Aim:
In the stretch of rows from the line containing "Please examine the image above and detect the blurred" through the end of the rows, swap "examine" for "inspect" and reproduce those lines with nothing else altered.

Given data:
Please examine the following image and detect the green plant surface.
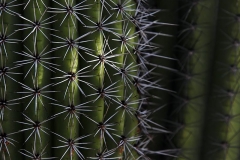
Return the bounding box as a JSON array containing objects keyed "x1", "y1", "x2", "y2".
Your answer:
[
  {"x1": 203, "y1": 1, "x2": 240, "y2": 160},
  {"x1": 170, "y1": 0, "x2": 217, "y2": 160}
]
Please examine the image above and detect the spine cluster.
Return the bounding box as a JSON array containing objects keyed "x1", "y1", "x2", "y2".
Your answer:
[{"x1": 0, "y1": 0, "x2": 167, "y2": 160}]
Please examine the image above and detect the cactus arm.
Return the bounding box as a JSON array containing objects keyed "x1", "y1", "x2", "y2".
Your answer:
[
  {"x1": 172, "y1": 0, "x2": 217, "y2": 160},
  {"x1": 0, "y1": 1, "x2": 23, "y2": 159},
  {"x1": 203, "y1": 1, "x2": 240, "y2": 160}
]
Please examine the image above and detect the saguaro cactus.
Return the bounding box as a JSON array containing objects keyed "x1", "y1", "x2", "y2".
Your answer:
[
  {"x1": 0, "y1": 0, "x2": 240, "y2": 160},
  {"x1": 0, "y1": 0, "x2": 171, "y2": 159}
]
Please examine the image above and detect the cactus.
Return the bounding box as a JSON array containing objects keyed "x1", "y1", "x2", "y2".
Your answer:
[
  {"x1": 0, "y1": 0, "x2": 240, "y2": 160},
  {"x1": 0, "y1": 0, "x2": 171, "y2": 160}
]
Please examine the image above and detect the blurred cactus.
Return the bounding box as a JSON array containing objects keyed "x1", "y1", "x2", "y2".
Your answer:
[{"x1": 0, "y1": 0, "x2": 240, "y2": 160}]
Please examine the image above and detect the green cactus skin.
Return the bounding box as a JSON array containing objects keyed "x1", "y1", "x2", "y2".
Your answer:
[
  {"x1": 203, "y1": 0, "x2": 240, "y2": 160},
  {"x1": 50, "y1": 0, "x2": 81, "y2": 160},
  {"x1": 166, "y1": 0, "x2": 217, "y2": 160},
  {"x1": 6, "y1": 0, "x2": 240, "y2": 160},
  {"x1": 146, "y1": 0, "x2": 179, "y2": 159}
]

Reply to the task:
Please inspect the image above and detect the blurred cactus.
Return the bounding box as a JSON array containing objects keyed "x1", "y1", "x2", "y2".
Your answer:
[{"x1": 0, "y1": 0, "x2": 240, "y2": 160}]
Please inspect the image above and detect the green cactus skin.
Return the bounding box as a JSON array containing objects keyed "x1", "y1", "x2", "y2".
Your answer:
[
  {"x1": 203, "y1": 0, "x2": 240, "y2": 160},
  {"x1": 50, "y1": 0, "x2": 81, "y2": 160},
  {"x1": 166, "y1": 0, "x2": 217, "y2": 160},
  {"x1": 6, "y1": 0, "x2": 240, "y2": 160},
  {"x1": 146, "y1": 0, "x2": 179, "y2": 159}
]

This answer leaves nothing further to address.